XMCFFT

NAME
     XMCFFT - multiple multitasked complex Fast Fourier Transform (FFT)

SYNOPSIS
     CALL XMCFFT(isign, n, m, scale, x, inc1x, inc2x, y, inc1y, inc2y,
     table, ntable, work, nwork)

DESCRIPTION
     XMCFFT computes the Fourier Transform of each column of the complex
     matrix X, and it stores the results in the columns of matrix Y.

Author: Greg Hammett (hammett@princeton.edu)
	Princeton University Plasma Physics Laboratory.  4 October, 1993.
	(with some help from Gary Kerbel at NERSC, gdk@kerbel.nersc.gov)

I have written a new XMCFFT routine which multitasks on multiple CPU's much
more efficiently than CRAY's original MCFFT routine.  The new routine is
plug compatible with CRAY's MCFFT routine (i.e., it has all of the same
calling arguments as CRAY's MCFFT routine, and it calls the same cfftmlt
kernel routine), so type "man mcfft" to see a description of how to use the
routine.

A few key differences:

*** nwork must be 4*n*m or larger (unlike the original mcfft which allowed
smaller nwork, at the cost of slowing down the code).

*** Make sure to set the environment variable NCPUS, the maximum number of
CPUS you would like to try to use.  NCPUS can be as large as 16 on the
NERSC C-90, but during heavy time sharing it is unlikely to be able to get
more than 2-4 processors, so it usually doesn't pay to set NCPUS larger
than 4.  If not set, XMCFFT will assume NCPUS is 1.

**Required task 1:** Please copy the rows of the collected data word for word, starting at the line that contains "Place a point on every instance of the bare" and ending at the last row.

(Collected data)

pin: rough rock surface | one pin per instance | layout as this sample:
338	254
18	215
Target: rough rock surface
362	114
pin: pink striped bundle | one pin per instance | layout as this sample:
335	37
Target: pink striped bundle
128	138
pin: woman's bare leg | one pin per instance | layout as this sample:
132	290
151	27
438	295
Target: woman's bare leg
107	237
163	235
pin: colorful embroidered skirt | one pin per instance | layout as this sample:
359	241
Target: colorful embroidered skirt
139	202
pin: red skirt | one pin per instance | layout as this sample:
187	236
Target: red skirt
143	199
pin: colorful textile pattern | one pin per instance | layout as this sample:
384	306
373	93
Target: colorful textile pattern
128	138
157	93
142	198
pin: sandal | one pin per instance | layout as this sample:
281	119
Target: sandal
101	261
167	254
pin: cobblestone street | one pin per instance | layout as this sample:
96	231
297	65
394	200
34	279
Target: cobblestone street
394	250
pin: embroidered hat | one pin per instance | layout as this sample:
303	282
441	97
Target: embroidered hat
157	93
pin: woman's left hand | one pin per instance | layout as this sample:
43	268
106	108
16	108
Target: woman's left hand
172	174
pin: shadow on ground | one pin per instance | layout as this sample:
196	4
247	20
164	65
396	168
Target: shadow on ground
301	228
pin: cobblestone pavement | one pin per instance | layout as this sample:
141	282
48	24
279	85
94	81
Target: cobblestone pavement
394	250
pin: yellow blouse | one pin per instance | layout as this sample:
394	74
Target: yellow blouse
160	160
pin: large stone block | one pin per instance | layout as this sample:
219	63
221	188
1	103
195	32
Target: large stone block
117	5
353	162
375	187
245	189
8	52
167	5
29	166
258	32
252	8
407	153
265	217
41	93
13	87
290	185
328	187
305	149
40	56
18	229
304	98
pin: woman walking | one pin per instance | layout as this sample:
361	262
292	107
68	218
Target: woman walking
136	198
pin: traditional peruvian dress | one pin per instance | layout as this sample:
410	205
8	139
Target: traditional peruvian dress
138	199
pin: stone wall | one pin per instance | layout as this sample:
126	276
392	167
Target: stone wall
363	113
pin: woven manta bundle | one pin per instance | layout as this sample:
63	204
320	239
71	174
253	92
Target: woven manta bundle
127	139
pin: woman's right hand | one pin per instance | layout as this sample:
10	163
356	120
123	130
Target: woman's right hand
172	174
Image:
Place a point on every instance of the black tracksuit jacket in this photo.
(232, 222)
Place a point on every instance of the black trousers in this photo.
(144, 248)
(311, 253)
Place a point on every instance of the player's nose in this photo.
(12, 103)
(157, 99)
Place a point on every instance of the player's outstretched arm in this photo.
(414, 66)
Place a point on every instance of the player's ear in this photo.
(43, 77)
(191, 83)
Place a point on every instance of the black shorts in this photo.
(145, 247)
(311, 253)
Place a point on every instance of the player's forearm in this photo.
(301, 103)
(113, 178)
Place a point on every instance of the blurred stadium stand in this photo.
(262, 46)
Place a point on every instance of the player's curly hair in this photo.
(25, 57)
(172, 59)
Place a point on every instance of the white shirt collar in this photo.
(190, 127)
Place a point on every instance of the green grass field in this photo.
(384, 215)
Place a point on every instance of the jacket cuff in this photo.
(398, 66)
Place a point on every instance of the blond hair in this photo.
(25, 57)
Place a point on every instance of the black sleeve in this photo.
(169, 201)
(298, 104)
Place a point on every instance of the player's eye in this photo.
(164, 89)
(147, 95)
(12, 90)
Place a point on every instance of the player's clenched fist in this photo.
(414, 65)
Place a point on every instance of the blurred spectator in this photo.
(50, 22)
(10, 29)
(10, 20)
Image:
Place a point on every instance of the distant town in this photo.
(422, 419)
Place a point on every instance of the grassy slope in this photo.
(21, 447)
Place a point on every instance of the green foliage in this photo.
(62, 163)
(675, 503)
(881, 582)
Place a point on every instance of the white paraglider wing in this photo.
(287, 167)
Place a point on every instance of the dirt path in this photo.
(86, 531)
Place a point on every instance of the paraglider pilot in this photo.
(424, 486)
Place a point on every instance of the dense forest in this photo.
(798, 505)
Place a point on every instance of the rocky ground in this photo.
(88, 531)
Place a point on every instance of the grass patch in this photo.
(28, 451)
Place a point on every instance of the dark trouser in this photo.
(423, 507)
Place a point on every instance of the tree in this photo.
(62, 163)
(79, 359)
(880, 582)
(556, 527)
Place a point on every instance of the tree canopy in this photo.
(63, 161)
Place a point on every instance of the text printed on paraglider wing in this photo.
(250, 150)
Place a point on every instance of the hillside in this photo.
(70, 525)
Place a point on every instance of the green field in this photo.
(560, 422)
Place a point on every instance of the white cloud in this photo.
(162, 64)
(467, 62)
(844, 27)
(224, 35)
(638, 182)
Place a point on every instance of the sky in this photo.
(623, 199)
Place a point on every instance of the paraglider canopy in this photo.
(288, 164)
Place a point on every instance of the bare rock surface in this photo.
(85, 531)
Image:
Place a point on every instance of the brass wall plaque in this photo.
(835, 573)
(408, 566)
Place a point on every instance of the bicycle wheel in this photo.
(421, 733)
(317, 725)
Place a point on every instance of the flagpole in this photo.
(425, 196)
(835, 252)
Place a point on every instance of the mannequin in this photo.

**Required task 2:** Based on the XMCFFT notes, state whether each statement agrees with them, and quote the words that decide it: (a) The nwork argument must be at least 4*n*m. (b) When NCPUS is not set, XMCFFT assumes a value of 16. (c) The new routine calls a different kernel routine than the original MCFFT.

**Exercise solution 1:**
Place a point on every instance of the bare rock surface in this photo.
(85, 531)
Image:
Place a point on every instance of the brass wall plaque in this photo.
(835, 573)
(408, 566)
Place a point on every instance of the bicycle wheel in this photo.
(421, 733)
(317, 725)
Place a point on every instance of the flagpole in this photo.
(425, 196)
(835, 252)
Place a point on every instance of the mannequin in this photo.

**Exercise solution 2:**
(a) Yes: "nwork must be 4*n*m or larger"
(b) No: "If not set, XMCFFT will assume NCPUS is 1."
(c) No: "it calls the same cfftmlt kernel routine"